**Source document**
━━━━━━━━━━━━━━━━━━━━
City students learn environmental values during career tour at Tech

Kali Katerberg/Daily Mining Gazette Students from Detroit and southeast Michigan head out on the Agassiz, part of a week exploring natural resources and engineering careers and majors.

HOUGHTON — A group of 13 high school students from Detroit and southeast Michigan spent last week getting a firsthand look at the Copper Country and environmental and engineering programs at Michigan Tech.

“The natural resource career path is the least diverse, so it’s important how you get students from largely urban environments to be interested,” said Joan Chadde, the director of the Center for Science and Environmental Outreach at the Great Lakes Research Center.

The week’s activities included presentations from local experts and faculty on topics like wastewater treatment, forestry and invasive species, as well as outdoor sports like hiking and kayaking.

She hopes the students will give new consideration to engineering and natural resources careers with the broad overview and the contagious passion of researchers.

Student often come to the program with ideas of careers they are interested in, and many of them aren’t focused on natural resources or ecology, said Lisa Perez from the US Forest Service Urban Connections. However, they typically walk away from the program with new ideas and shifted focus.

Perez and Mike Reed of the Detroit Zoological Society have worked with the students since the program began four years ago.

“It opened their eyes, maybe not to a totally different career path, but it opened their eyes to the fact that they are responsible for the future of the environment,” said Reed.

One of the students, Mikayla Manthiram, came to the program already intending to study environmental engineering but felt she learned more about the job and Tech as a potential school.

“I realized there’s a lot more substance that I can study, like soil or rock or something, and they’re all equally interesting so it’s expanded my horizons,” she said.
━━━━━━━━━━━━━━━━━━━━
**Entries taken from a collection**
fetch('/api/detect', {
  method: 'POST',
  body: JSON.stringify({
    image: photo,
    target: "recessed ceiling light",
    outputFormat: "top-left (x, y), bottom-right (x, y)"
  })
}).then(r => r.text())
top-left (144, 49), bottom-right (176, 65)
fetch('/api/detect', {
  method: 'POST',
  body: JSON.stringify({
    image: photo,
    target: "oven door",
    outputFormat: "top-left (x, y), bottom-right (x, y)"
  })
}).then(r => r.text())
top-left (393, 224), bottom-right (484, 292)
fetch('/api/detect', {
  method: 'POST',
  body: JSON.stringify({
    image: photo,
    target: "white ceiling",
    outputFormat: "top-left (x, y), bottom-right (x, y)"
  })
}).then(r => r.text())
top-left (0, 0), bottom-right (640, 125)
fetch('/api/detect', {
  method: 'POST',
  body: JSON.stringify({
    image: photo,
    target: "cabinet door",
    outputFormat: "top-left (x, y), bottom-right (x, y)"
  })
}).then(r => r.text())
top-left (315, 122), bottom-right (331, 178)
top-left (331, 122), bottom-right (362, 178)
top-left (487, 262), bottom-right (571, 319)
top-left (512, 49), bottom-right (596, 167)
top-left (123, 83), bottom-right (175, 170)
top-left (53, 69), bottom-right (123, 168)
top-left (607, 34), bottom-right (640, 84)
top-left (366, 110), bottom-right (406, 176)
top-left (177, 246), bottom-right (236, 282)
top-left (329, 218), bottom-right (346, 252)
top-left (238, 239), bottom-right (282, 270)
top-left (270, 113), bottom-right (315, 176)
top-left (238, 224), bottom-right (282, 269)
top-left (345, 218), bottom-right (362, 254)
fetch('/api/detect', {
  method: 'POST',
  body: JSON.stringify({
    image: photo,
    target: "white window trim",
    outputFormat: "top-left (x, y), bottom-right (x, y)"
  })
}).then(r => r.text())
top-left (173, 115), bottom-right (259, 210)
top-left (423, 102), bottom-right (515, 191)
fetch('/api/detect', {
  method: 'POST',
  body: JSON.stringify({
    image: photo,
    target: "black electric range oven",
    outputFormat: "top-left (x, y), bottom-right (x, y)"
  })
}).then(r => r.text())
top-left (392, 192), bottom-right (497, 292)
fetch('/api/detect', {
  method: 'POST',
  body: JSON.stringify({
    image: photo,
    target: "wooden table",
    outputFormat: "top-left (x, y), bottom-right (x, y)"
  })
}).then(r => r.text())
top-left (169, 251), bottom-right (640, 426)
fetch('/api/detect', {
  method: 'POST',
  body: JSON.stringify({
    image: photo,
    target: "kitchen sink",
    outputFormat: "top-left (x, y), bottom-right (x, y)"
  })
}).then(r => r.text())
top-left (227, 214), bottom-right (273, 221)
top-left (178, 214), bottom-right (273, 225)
━━━━━━━━━━━━━━━━━━━━
**Exercises**
a. Answer these questions about the article on the Michigan Tech career tour:
(i) How many high school students took part in the week at Michigan Tech?
(ii) Who directs the Center for Science and Environmental Outreach at the Great Lakes Research Center?
(iii) How long ago did the program begin?
b. Repeat the passage of the article on the Michigan Tech career tour from "Kali Katerberg/Daily Mining" up to and including "hiking and kayaking.".
c. What comes next in the article on the Michigan Tech career tour? Continue it from its final sentence.

**Results for each task**
a.
(i) 13
(ii) Joan Chadde
(iii) Four years ago

b.
Kali Katerberg/Daily Mining Gazette Students from Detroit and southeast Michigan head out on the Agassiz, part of a week exploring natural resources and engineering careers and majors.

HOUGHTON — A group of 13 high school students from Detroit and southeast Michigan spent last week getting a firsthand look at the Copper Country and environmental and engineering programs at Michigan Tech.

“The natural resource career path is the least diverse, so it’s important how you get students from largely urban environments to be interested,” said Joan Chadde, the director of the Center for Science and Environmental Outreach at the Great Lakes Research Center.

The week’s activities included presentations from local experts and faculty on topics like wastewater treatment, forestry and invasive species, as well as outdoor sports like hiking and kayaking.

c.
Another student, Marianne Delosreyes, was able to experience hiking and mountain biking for the first time and is now considering an environmental science minor.

“It’s really fun, actually,” she said. “I really enjoyed it.”

“I was really only exposed to the medical field when it comes to in-depth careers, so I wanted to see what else was out there,” Delosreyes said.

Both students highly recommended the program for other students.

“Even if you’re not interested in environmental engineering you should at least come to learn about the environment and what’s going on,” Manthiram said.

When the program started four years ago, Chadde was looking to bring students from cities like Detroit who might not have had exposure to careers in natural resources or environmental engineering.

“She asked me, ‘How can we get students from Detroit up to Michigan Tech?’ I said, ‘First of all you have to ask. You have to ask the right people, and you have to make sure when they come they feel comfortable,'” Reed said.

Part of that is guidance for the students, some of whom are potential first-generation college students. The other part is making parents comfortable.

“Having people that are sort of bridging that gap, it not only works for the kids, it works really well for their parents. I think that’s what’s helping get kids to start coming up here,” he said.